§ Image-grounded pointing data:
........

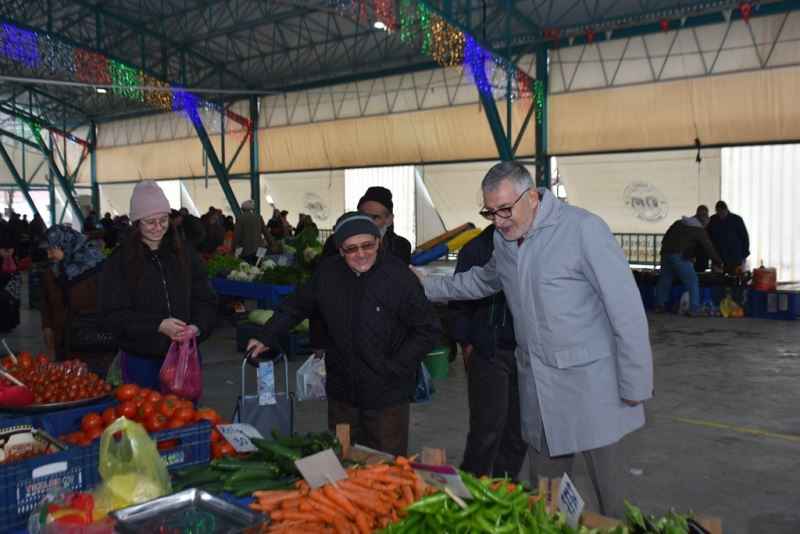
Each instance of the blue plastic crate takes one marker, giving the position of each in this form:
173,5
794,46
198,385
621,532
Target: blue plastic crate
25,482
783,305
193,448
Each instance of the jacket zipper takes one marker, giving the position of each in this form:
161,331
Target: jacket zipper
164,281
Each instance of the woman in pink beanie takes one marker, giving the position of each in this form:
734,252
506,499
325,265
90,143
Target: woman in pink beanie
153,289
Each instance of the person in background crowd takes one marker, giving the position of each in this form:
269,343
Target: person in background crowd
485,331
729,235
301,222
287,228
251,233
10,281
381,327
215,232
584,363
701,259
153,289
275,225
70,286
229,224
107,222
189,226
377,203
36,230
89,223
678,251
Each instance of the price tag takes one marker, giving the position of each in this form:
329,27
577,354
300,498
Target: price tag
569,502
444,477
239,434
321,468
266,383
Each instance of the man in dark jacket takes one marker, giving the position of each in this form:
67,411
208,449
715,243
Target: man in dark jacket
678,249
380,324
485,331
377,203
729,235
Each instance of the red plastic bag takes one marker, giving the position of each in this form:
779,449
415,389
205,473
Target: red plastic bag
180,373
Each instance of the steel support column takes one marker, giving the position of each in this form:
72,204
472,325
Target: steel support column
23,185
542,155
219,168
255,176
93,169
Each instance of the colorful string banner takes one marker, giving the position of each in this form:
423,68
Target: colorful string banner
43,53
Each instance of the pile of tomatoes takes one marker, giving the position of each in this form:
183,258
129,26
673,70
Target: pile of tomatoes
149,408
53,382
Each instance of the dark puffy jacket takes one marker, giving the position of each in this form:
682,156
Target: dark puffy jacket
380,326
686,237
134,316
486,323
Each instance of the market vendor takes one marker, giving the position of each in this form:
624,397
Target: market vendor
153,289
584,362
380,327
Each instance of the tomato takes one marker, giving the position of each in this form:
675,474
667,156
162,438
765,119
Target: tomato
168,444
94,433
167,407
109,416
176,422
145,410
126,392
185,414
91,421
209,414
126,409
155,422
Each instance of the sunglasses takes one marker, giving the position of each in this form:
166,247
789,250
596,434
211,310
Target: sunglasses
503,213
366,247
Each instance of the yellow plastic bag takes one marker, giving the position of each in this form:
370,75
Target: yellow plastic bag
130,466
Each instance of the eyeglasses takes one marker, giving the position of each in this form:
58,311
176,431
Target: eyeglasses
152,223
503,213
366,247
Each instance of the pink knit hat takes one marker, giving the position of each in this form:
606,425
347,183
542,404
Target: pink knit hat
147,199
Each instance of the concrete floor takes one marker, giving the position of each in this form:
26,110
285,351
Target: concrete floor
721,436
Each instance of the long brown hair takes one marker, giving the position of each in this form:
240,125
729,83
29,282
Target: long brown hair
135,250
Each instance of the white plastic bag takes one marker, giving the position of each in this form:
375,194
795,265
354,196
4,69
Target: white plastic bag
311,379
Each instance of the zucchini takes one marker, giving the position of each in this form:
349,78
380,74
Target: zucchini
277,450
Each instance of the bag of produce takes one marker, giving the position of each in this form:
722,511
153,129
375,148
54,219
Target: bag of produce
180,373
130,466
311,379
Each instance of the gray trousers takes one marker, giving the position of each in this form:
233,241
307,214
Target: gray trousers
607,466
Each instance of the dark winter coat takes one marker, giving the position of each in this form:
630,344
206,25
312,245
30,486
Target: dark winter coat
133,316
380,327
486,324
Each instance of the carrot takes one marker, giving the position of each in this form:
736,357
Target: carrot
340,500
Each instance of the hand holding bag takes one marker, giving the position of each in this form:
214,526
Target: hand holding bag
180,373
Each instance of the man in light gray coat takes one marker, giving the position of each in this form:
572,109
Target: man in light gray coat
583,357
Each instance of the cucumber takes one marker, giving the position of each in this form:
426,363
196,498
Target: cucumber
247,487
277,450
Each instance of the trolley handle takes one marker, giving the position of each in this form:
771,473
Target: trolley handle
273,354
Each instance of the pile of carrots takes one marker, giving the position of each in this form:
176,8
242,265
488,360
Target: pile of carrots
369,499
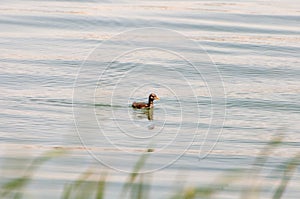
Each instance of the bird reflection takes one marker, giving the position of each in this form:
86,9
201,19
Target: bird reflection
145,113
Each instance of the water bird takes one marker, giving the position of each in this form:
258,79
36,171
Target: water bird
141,105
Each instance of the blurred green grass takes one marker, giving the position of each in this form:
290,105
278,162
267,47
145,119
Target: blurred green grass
137,185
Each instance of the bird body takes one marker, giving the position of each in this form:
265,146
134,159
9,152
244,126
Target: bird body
141,105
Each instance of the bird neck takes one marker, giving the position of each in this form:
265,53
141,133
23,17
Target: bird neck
150,102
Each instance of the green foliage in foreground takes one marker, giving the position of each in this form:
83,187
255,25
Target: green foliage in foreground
138,187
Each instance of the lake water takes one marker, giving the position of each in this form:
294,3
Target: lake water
227,74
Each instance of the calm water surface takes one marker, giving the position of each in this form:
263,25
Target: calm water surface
59,88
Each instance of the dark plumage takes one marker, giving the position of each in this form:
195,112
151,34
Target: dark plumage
140,105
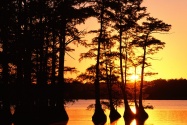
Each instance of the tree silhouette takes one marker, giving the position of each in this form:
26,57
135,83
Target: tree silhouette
150,45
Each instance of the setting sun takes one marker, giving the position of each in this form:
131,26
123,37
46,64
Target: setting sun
134,77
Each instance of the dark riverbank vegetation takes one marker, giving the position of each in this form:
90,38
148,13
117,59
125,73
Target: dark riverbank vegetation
36,37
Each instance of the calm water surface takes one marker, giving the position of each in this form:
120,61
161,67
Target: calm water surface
165,112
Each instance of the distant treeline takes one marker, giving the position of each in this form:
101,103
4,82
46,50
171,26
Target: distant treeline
160,89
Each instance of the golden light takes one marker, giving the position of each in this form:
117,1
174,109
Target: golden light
134,77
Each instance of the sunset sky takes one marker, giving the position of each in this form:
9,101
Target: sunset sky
172,60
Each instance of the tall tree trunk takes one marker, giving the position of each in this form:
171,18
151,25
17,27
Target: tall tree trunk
114,115
99,115
61,83
141,113
127,113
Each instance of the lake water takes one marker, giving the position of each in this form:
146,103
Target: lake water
165,112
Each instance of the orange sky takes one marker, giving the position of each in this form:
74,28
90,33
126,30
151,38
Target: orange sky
172,61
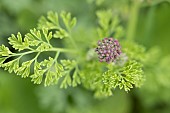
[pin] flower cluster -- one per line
(108, 50)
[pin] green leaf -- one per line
(11, 66)
(68, 64)
(2, 60)
(69, 22)
(61, 33)
(17, 42)
(36, 33)
(53, 17)
(24, 70)
(43, 46)
(50, 77)
(47, 36)
(66, 82)
(4, 51)
(51, 22)
(32, 40)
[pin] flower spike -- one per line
(108, 50)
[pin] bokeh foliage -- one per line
(152, 29)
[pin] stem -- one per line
(133, 20)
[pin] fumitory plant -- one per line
(50, 54)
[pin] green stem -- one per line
(133, 20)
(52, 49)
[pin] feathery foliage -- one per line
(101, 78)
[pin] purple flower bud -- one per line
(108, 50)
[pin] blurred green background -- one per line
(152, 29)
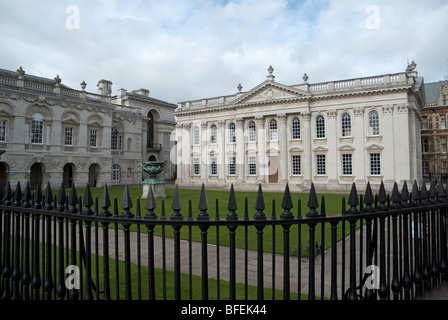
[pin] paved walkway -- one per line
(240, 262)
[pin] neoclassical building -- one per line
(331, 134)
(52, 133)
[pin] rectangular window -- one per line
(3, 126)
(425, 168)
(196, 167)
(37, 131)
(213, 167)
(252, 166)
(296, 169)
(68, 136)
(252, 132)
(443, 144)
(425, 145)
(320, 164)
(93, 138)
(424, 123)
(375, 164)
(347, 167)
(232, 166)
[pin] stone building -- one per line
(435, 131)
(52, 133)
(332, 134)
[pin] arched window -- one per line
(252, 131)
(116, 172)
(213, 138)
(196, 136)
(296, 129)
(232, 138)
(37, 129)
(273, 134)
(374, 123)
(114, 139)
(346, 125)
(150, 131)
(320, 127)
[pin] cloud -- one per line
(183, 50)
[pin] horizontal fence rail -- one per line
(70, 248)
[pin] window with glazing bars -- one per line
(232, 166)
(213, 167)
(375, 164)
(252, 166)
(252, 132)
(273, 134)
(347, 166)
(346, 125)
(296, 129)
(296, 169)
(320, 164)
(320, 127)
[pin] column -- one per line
(360, 171)
(222, 151)
(388, 165)
(204, 161)
(186, 150)
(261, 150)
(240, 150)
(404, 156)
(179, 152)
(283, 148)
(307, 164)
(332, 157)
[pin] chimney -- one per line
(142, 91)
(104, 87)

........

Once the line with "[pin] horizontal fence rail -- one per line" is found, transcribe it and each line after it through the final line of the entries, exactly and only.

[pin] horizontal fence rail -- one per line
(70, 248)
[pin] window with glazing bars -- one per line
(232, 166)
(213, 167)
(375, 164)
(252, 166)
(252, 132)
(273, 134)
(347, 166)
(346, 125)
(296, 129)
(296, 169)
(320, 164)
(320, 127)
[pin] column -- one per line
(360, 171)
(222, 151)
(388, 165)
(204, 161)
(186, 150)
(261, 150)
(240, 150)
(404, 156)
(179, 152)
(283, 148)
(307, 164)
(332, 157)
[pin] chimney -- one per line
(142, 91)
(104, 87)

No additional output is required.